**What this task involves**
Beginning at the line that contains "Where can the dark", transcribe the remaining lines of the listing exactly; include the final line and omit everything before.

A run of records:

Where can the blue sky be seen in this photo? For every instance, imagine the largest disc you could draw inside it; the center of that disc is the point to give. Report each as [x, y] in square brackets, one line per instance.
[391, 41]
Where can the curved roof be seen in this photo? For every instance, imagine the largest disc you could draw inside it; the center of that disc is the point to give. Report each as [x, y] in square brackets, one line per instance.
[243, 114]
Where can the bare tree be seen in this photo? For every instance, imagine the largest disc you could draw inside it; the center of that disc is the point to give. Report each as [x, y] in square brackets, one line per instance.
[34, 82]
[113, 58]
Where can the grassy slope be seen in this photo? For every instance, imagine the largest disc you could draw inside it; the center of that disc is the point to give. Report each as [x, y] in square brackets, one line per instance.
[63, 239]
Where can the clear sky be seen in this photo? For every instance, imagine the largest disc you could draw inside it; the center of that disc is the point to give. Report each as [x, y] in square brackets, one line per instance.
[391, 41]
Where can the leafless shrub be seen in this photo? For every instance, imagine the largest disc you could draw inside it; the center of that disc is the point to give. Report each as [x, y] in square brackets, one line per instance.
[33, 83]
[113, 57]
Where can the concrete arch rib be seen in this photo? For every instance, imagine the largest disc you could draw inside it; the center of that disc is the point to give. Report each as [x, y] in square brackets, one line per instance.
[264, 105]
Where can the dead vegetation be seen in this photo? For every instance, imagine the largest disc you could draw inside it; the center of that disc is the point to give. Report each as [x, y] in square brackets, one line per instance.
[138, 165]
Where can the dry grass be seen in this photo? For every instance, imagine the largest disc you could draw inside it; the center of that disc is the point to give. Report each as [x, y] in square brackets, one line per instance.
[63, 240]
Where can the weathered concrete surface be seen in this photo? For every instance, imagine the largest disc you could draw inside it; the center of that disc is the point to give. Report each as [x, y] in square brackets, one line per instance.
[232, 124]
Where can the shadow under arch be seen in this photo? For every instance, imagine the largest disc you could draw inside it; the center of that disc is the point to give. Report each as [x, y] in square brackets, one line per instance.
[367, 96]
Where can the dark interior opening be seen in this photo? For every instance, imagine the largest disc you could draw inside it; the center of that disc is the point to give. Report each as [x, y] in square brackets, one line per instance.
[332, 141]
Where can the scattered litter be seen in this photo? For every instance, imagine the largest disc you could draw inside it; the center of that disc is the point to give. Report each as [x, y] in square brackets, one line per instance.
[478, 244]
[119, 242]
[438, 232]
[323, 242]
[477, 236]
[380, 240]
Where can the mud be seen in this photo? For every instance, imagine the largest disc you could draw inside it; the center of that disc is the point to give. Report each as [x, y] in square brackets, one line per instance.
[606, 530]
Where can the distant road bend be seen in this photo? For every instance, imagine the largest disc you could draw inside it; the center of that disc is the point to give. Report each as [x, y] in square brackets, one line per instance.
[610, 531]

**The output**
Where can the dark interior opening be seen in this photo? For every instance, imagine the largest disc you could draw inside it; the center of that disc is the point to give. Report each as [x, y] in square brackets, one line per instance.
[332, 141]
Where can the scattered litter be seen in this photo? For every instance, imagine the largest disc you could draw inside it; the center of that disc is the point to give. Report each as [x, y] in square brackets, one line per instance.
[478, 244]
[119, 242]
[438, 232]
[323, 242]
[477, 236]
[380, 240]
Where can the mud be seen in this photo? For every instance, imagine the largest disc you could draw inside it; the center of that disc is the point to give. Report each as [x, y] in square brackets, one line per instance.
[606, 530]
Where can the distant road bend be seen in this photo? For every instance, imagine the largest disc you could draw inside it; the center of that disc is the point to give. Report each as [x, y] in square brackets, one line per instance.
[610, 531]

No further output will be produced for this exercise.